Algérie

Béjaïa : Désarroi chez les aviculteurs



Les professionnels de la filière subissent les conséquences de l'indisponibilité et la cherté des aliments, ajoutées aux promesses d'accompagnement sans suite des autorités.Les opérateurs de la vallée de la Soummam activant dans la filière avicole sonnent le tocsin de la colère et crient leur désarroi. «Nous sommes abandonnés à notre propre sort, sans aucune aide ni même une oreille attentive des autorités. Il y a de l'iniquité et de l'ingratitude envers notre filière», clament-ils en ch?ur. «Les aviculteurs étaient, avec les autres acteurs de l'agriculture, les rares agents économiques à continuer d'approvisionner le marché, en dépit de la pandémie du coronavirus et bien d'autres aléas, sans avoir rien réclamé en retour. Maintenant que nous avons besoin de mesures d'urgence pour dépasser la crise, personne ne répond à notre cri de détresse», râle un aviculteur de Chemini.
«Nous avons saisi toutes les instances de l'Etat, comme la direction des services agricoles et le ministère de tutelle. Des promesses nous ont été données pour nous accompagner dans cette épreuve difficile, mais rien n'a été concrétisé à ce jour», déplore un membre du conseil interprofessionnel de la filière avicole.

= CONSIGNE =
Rédigez la suite de l'article sur le désarroi des aviculteurs de Béjaïa à partir de sa dernière phrase. Le matériel présenté ensuite n'a aucun lien avec l'article sur les aviculteurs de Béjaïa.

= LISTE DES DONNÉES =
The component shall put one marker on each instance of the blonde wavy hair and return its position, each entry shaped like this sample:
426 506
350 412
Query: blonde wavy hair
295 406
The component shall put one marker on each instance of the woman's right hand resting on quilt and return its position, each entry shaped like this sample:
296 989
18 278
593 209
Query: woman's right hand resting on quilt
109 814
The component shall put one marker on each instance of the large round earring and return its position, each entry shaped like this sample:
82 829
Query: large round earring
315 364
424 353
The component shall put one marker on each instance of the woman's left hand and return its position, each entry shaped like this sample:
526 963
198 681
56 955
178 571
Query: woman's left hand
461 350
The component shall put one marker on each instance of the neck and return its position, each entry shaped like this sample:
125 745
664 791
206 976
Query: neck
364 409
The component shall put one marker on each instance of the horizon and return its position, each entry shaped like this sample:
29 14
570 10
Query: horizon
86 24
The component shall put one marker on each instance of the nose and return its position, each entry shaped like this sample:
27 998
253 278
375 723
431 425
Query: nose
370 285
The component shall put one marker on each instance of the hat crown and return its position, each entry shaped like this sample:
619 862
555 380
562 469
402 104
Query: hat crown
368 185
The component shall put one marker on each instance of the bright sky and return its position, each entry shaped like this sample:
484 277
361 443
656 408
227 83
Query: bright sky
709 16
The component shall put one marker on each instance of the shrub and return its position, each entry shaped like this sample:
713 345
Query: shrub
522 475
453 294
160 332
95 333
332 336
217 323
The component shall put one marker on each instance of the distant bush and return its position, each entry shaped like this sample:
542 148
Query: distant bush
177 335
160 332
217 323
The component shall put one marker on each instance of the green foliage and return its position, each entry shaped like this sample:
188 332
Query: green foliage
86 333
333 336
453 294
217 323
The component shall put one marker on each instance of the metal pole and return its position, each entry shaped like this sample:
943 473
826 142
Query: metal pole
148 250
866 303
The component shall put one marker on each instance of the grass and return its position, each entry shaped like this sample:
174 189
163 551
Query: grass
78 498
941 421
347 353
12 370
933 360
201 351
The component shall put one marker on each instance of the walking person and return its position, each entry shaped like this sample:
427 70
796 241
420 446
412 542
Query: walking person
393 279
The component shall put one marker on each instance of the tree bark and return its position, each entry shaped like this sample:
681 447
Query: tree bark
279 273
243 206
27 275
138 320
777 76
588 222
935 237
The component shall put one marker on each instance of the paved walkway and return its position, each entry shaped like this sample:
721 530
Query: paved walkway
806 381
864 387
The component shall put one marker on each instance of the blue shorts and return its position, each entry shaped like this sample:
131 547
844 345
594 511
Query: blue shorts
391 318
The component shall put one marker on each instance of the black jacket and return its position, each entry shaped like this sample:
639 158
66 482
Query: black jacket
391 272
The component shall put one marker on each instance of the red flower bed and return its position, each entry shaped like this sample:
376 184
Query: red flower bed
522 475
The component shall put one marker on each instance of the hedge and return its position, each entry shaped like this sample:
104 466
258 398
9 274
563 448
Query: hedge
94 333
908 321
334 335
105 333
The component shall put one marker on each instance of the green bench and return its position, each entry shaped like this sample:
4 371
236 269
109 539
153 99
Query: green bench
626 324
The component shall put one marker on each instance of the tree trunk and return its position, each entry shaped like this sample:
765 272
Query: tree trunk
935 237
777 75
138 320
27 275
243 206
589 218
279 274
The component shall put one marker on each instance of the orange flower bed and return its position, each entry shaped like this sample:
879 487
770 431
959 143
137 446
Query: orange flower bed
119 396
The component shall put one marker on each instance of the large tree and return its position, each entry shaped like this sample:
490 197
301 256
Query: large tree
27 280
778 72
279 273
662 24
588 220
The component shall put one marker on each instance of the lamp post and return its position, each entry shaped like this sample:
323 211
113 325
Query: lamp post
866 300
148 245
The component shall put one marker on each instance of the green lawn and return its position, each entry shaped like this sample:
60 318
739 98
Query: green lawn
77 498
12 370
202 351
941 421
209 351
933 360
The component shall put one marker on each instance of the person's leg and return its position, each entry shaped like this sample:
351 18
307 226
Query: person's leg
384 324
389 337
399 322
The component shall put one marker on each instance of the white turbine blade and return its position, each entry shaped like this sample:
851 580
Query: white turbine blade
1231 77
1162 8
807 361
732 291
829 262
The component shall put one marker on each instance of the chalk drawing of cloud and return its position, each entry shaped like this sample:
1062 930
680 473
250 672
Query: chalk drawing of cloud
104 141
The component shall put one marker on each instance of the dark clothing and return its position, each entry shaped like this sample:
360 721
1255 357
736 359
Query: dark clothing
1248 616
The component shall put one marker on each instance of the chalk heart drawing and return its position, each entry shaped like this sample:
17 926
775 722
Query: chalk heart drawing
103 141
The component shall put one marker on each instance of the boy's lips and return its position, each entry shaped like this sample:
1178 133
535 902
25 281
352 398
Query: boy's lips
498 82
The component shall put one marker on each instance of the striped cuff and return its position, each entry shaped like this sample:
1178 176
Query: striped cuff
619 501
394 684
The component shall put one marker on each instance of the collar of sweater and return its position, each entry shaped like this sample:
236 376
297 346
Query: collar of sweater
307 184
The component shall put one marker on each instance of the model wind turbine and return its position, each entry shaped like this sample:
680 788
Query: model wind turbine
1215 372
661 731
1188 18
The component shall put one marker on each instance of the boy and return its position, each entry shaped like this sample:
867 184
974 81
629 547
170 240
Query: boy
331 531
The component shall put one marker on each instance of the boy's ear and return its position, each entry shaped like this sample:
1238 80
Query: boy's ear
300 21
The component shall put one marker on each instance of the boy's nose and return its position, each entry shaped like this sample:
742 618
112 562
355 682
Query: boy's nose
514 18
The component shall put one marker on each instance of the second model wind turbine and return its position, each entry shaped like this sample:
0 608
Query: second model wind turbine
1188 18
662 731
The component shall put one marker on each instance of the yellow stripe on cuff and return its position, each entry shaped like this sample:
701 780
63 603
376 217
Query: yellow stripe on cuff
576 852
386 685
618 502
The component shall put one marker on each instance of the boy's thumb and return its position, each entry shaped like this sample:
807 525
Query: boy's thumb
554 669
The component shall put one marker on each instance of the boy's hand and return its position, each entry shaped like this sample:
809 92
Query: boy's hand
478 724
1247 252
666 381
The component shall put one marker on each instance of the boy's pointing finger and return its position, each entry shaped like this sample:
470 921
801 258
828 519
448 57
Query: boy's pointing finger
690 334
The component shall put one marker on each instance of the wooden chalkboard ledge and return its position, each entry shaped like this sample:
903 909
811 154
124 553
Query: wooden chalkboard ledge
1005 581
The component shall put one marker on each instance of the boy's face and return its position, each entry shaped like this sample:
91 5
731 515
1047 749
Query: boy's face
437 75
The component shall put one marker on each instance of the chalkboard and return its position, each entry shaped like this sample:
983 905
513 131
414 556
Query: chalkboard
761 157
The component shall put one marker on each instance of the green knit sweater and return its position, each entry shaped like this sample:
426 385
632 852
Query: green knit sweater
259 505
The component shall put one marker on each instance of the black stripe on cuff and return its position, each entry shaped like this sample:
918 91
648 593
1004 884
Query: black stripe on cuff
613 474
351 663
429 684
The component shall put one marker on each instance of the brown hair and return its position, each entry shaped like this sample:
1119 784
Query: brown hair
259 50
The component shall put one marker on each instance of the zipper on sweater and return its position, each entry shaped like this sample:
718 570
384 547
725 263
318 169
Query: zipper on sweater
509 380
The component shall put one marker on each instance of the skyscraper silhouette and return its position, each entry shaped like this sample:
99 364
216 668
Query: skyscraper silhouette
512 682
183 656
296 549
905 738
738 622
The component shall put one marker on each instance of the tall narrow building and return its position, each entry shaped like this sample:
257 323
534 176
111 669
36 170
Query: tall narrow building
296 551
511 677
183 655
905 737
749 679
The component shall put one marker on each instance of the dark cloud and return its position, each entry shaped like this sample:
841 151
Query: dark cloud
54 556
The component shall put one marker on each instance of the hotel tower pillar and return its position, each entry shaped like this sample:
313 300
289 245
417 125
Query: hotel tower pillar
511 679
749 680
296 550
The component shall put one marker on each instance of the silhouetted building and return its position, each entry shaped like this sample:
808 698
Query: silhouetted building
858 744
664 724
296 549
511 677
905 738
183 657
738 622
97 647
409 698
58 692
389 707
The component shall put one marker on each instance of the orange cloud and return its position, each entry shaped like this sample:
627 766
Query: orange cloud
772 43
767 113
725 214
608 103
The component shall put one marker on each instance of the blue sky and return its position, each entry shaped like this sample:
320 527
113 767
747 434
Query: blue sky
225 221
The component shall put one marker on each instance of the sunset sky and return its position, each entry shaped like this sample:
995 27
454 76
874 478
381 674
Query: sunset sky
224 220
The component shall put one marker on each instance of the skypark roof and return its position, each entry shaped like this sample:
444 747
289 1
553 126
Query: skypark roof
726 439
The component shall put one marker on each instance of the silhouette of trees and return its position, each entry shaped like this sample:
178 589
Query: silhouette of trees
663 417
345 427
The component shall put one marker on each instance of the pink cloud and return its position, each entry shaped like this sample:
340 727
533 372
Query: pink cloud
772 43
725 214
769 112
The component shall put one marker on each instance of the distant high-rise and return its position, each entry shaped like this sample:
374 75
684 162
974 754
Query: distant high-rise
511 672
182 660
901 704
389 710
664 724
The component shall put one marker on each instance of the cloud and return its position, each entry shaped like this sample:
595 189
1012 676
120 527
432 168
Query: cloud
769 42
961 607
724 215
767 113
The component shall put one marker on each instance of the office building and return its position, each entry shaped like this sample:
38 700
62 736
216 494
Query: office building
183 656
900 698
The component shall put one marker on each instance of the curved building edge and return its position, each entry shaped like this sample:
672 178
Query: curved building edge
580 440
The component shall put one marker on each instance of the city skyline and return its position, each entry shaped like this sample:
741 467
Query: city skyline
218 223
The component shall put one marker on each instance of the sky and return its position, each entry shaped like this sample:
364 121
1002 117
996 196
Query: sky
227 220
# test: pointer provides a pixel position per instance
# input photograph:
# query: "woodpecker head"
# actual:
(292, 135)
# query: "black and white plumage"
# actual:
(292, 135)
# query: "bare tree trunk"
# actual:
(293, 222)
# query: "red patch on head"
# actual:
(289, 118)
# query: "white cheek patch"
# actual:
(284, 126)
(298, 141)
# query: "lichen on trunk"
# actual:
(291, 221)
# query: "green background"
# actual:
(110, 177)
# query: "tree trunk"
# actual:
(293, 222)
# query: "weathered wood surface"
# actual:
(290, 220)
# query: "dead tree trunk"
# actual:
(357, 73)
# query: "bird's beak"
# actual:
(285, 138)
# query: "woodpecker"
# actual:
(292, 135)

= CORRIGÉ =
L'infortune de ces aviculteurs, ont-ils souligné, découle de l'indisponibilité et de la cherté des ingrédients entrant dans la composition de l'aliment du cheptel avicole. «75% de la ration alimentaire de la volaille est composée de maïs et de soja, lesquels sont tous deux importés», informe un opérateur d'Ouzellaguen, exploitant un bâtiment de poules pondeuses. «Le maïs que l'on achetait il y a quelques mois à 2500 DA le quintal se négocie autour de 4000 DA. Quant au soja, il est passé de 6500 DA à plus de 10 000 DA le quintal. Même au prix fort, ces produits sont rares. Des transporteurs font le pied de grue au port de Béjaïa durant des jours, avant de rentrer bredouille, ou alors avec un chargement tronqué», s'indigne un exploitant de la région de Tazmalt. Comme tout produit sous tension, le maïs et le soja font l'objet d'une spéculation à grande échelle, révèle-t-on.
Le poids des charges
Malmenés, les aviculteurs sont trop peu résilients pour pouvoir absorber le choc de l'offre de ces denrées, eux qui sont déjà fragilisés par le poids écrasant des différentes charges qui pèsent sur leurs frêles épaules.
Du coup, ils se retrouvent devant un scabreux dilemme : se reconvertir ou disparaître. «Pour limiter la casse, certains aviculteurs ont envoyé précocement une partie de leur cheptel à l'abattoir, sachant pertinemment qu'à l'arrivée ils essuieront une perte sèche. D'autres ont agi par anticipation en mettant leur activité entre parenthèses, en espérant une improbable amélioration de la situation», a confié un éleveur avicole de M'cisna, sur les hauteurs de Seddouk.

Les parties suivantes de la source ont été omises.